Texte à lire =
>>>

La société ADOPT' soutient que le tribunal judiciaire de Paris étant seul compétent pour connaître de l'action relative à la contrefaçon de modèle communautaire, seul le président de ce tribunal était compétent pour autoriser la saisie-contrefaçon, et ce en application de l'article R. 716-2 du code de la propriété intellectuelle ; que le procès-verbal de la saisie-contrefaçon autorisée par le président du tribunal de grande instance de Bordeaux, incompétent, est donc nul, son annulation emportant son anéantissement rétroactif ; et que la société FDG GROUP, qui ne peut démontrer l'existence d'une quelconque contrefaçon, doit donc être déboutée de ses demandes.

La société FDG GROUP oppose que le procès-verbal de saisie-contrefaçon, établi au visa du titre 1 du code de la propriété intellectuelle, est valable et peut, en tout état de cause, constituer le soutien probatoire d'un grief de contrefaçon de dessin et modèle ; que cette contrefaçon est en tout état de cause établie par d'autres pièces au dossier (procès-verbal d'achat et procès-verbal de constat sur le site internet reserve-naturelle.com).

C'est par de justes motifs, adoptés par la cour, que le tribunal, sans toutefois l'indiquer dans son dispositif, a rejeté la demande de nullité de la société ADOPT' en relevant notamment que l'ordonnance ayant autorisé la saisie-contrefaçon a été valablement établie, au visa de l'article L. 332-1 du code de la propriété intellectuelle, par le président du tribunal de grande instance de Bordeaux compétent pour ce faire, et que la société FDG GROUP était fondée à se prévaloir des éléments recueillis dans le cadre de cette mesure au soutien de ses demandes formées au titre de la contrefaçon de dessin et modèle communautaire.

Sur les demandes en contrefaçon du modèle communautaire enregistré n°000053574-0002 de la société FDG GROUP

Sur la validité du modèle

La société ADOPT' soutient que le modèle revendiqué par la société FDG GROUP ne présente aucune 'originalité' ou nouveauté, la forme du modèle étant dictée par son usage.

La société FDG GROUP répond que la société ADOPT', sur laquelle pèse la charge de la preuve de l'absence de validité de son modèle, n'évoque aucune antériorité qui détruirait la nouveauté dudit modèle ; que dans son jugement précité du 9 janvier 2018, le tribunal de grande instance de Bordeaux a reconnu l'originalité de la pince 'OCTOPUS' au titre du droit d'auteur, ce qui correspond au critère de nouveauté du modèle ; que la forme du modèle n'est pas exclusivement imposée par la fonction technique du produit mais présente des caractéristiques purement esthétiques, non rattachables à la fonction, alors que dans le domaine considéré, la liberté du créateur est très grande.

<<<

Énoncé 1 = Reproduisez le passage de l'extrait compris entre « Sur la validité » et « est très grande. », bornes incluses.
Énoncé 2 =
Répondez à ces questions à partir de l'extrait :
(a) Selon la société ADOPT', quel tribunal était seul compétent pour connaître de l'action relative à la contrefaçon de modèle communautaire ?
(b) Sur quel site internet porte le procès-verbal de constat invoqué par la société FDG GROUP ?
(c) À quelle date le tribunal de grande instance de Bordeaux a-t-il rendu le jugement reconnaissant l'originalité de la pince 'OCTOPUS' ?
Énoncé 3 = Veuillez énumérer tous les types de procès-verbaux mentionnés dans l'extrait.
Le matériel ci-dessous n'a aucun rapport avec l'extrait.

Données brutes =
>>>

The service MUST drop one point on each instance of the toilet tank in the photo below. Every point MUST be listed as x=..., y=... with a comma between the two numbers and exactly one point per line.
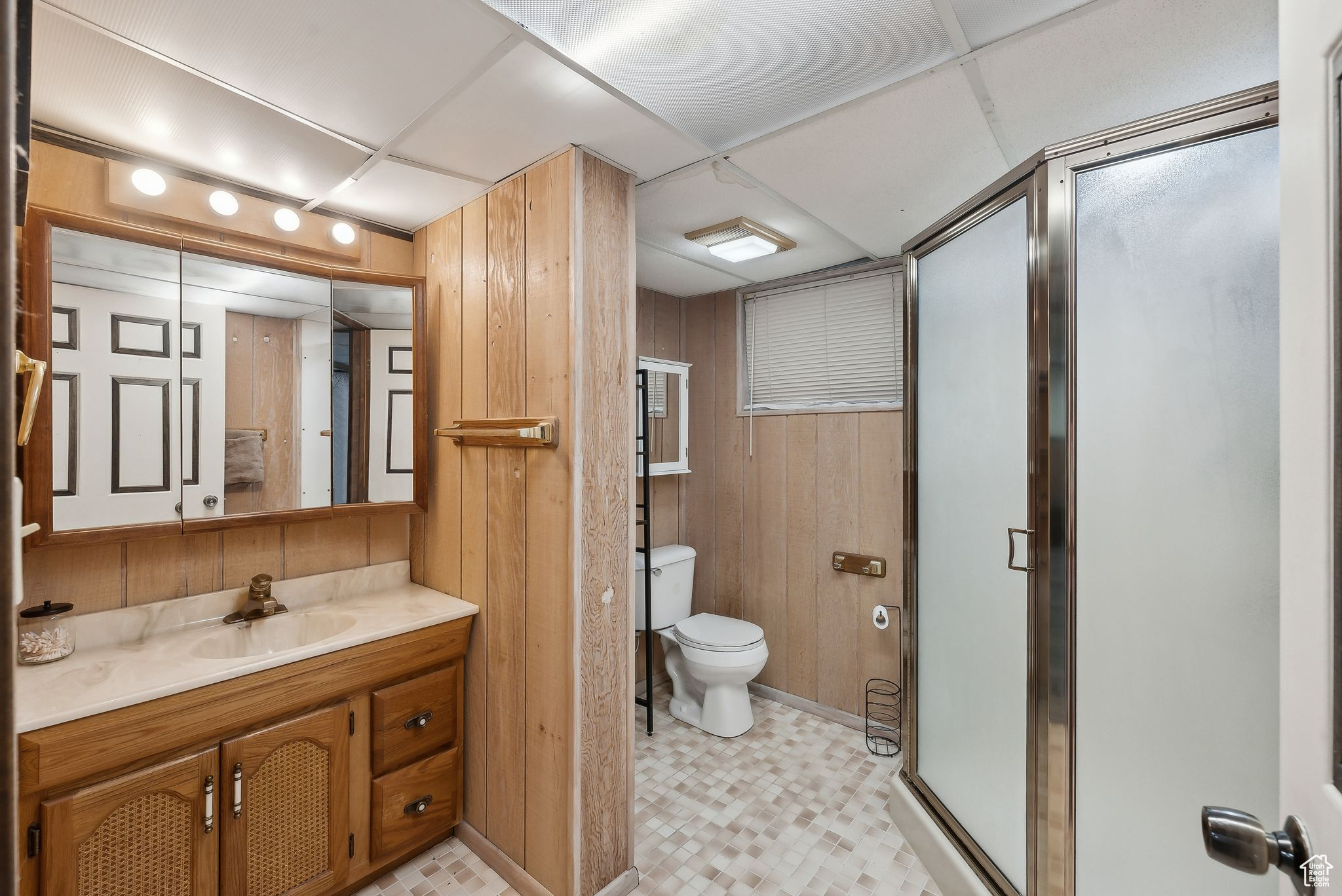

<<<

Corrigé 1 =
Sur la validité du modèle

La société ADOPT' soutient que le modèle revendiqué par la société FDG GROUP ne présente aucune 'originalité' ou nouveauté, la forme du modèle étant dictée par son usage.

La société FDG GROUP répond que la société ADOPT', sur laquelle pèse la charge de la preuve de l'absence de validité de son modèle, n'évoque aucune antériorité qui détruirait la nouveauté dudit modèle ; que dans son jugement précité du 9 janvier 2018, le tribunal de grande instance de Bordeaux a reconnu l'originalité de la pince 'OCTOPUS' au titre du droit d'auteur, ce qui correspond au critère de nouveauté du modèle ; que la forme du modèle n'est pas exclusivement imposée par la fonction technique du produit mais présente des caractéristiques purement esthétiques, non rattachables à la fonction, alors que dans le domaine considéré, la liberté du créateur est très grande.

Corrigé 2 =
(a) Le tribunal judiciaire de Paris.
(b) reserve-naturelle.com.
(c) Le 9 janvier 2018.

Corrigé 3 =
- Procès-verbal de saisie-contrefaçon
- Procès-verbal d'achat
- Procès-verbal de constat